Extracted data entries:
——

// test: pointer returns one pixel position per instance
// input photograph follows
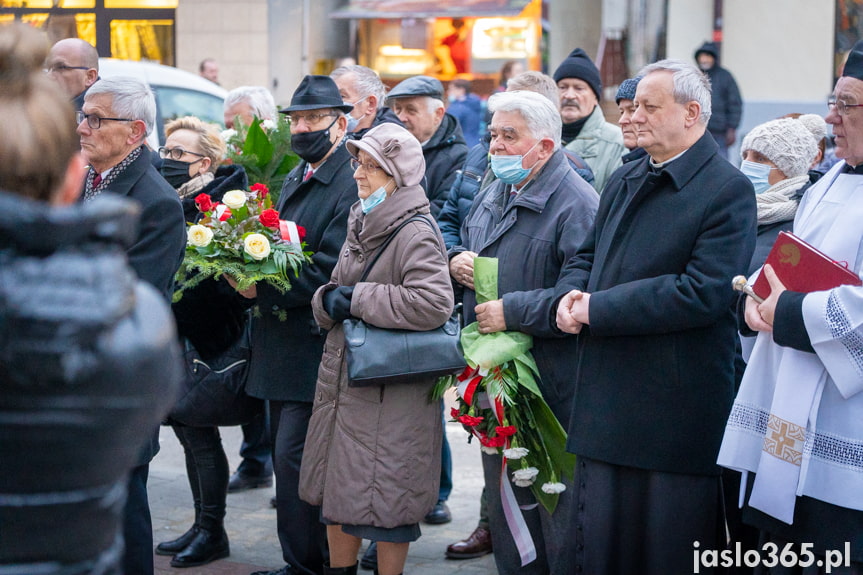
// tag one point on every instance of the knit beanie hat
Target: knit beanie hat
(815, 124)
(785, 142)
(626, 90)
(396, 150)
(579, 65)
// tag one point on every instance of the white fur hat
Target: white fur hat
(815, 124)
(785, 142)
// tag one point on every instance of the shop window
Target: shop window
(143, 40)
(74, 4)
(141, 3)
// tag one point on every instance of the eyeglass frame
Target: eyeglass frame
(841, 107)
(62, 68)
(165, 153)
(81, 116)
(310, 119)
(367, 167)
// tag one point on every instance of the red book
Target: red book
(802, 268)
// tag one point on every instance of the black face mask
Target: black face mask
(313, 146)
(175, 172)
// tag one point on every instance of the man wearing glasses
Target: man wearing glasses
(113, 124)
(74, 64)
(316, 195)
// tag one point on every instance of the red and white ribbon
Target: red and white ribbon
(290, 232)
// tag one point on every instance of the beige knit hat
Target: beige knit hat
(786, 142)
(396, 150)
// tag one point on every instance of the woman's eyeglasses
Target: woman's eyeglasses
(368, 167)
(176, 153)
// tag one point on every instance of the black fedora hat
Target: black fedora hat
(316, 92)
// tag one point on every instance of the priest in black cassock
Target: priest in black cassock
(649, 295)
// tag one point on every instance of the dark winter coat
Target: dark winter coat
(444, 153)
(158, 251)
(533, 237)
(654, 376)
(473, 176)
(372, 454)
(460, 198)
(725, 101)
(211, 315)
(160, 245)
(287, 343)
(468, 112)
(383, 116)
(89, 365)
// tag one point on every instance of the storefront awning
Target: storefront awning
(429, 8)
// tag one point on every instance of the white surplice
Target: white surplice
(797, 421)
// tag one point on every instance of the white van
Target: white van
(178, 93)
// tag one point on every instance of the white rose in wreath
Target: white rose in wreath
(257, 246)
(199, 236)
(235, 199)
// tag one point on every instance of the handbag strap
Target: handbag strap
(389, 239)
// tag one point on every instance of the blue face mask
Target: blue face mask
(757, 174)
(508, 169)
(376, 197)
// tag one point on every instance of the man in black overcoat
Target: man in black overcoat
(116, 117)
(649, 293)
(286, 342)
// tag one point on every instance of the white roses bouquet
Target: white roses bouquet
(244, 237)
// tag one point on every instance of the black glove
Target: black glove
(337, 302)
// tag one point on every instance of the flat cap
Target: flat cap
(417, 86)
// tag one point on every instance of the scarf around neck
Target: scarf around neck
(779, 203)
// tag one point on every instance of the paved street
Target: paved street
(251, 522)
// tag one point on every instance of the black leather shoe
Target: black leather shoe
(174, 546)
(477, 544)
(207, 546)
(439, 514)
(369, 561)
(286, 570)
(242, 482)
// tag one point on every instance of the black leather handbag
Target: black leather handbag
(213, 391)
(378, 356)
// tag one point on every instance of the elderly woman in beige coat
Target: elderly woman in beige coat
(372, 454)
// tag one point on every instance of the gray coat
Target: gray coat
(533, 237)
(372, 454)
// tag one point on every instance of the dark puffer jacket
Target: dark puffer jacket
(89, 365)
(726, 102)
(212, 314)
(445, 153)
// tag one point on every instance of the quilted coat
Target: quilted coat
(372, 454)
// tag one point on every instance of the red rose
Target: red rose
(262, 192)
(469, 420)
(269, 218)
(497, 441)
(204, 202)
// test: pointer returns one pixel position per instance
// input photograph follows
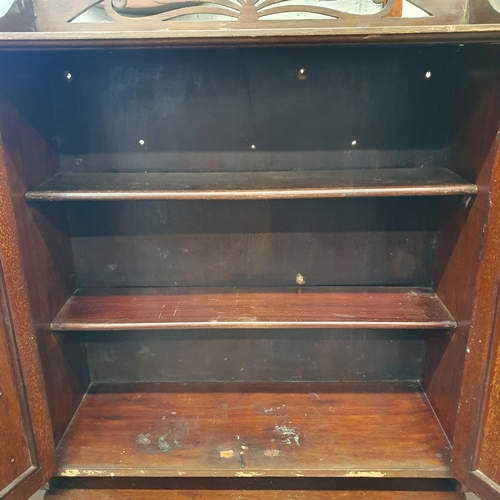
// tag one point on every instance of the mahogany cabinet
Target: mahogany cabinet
(250, 258)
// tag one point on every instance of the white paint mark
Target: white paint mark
(272, 453)
(289, 435)
(365, 474)
(143, 438)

——

▸ **Required work**:
Set down only the lines running from the line with "the gray coat" to the end of the entries, inclusive; omit every picture.

▸ **Solution for this problem**:
// tag one point on every instance of the gray coat
Target: gray coat
(533, 237)
(372, 454)
// tag one point on every instance of the dark puffer jacket
Target: dark puffer jacket
(89, 365)
(726, 102)
(212, 314)
(445, 153)
// tag one point on every instance of the quilted coat
Target: quilted coat
(372, 454)
// tag one point on every instance of the red rose
Target: red rose
(262, 192)
(469, 420)
(269, 218)
(497, 441)
(204, 202)
// test: pointer returns one pixel position per instance
// input photograph follows
// tag one point on every instance of the mahogany cabinet
Target: mahogany cabinet
(250, 258)
// tag one point on every instance of the white paint mark
Target: white paint mark
(272, 453)
(289, 435)
(365, 474)
(143, 438)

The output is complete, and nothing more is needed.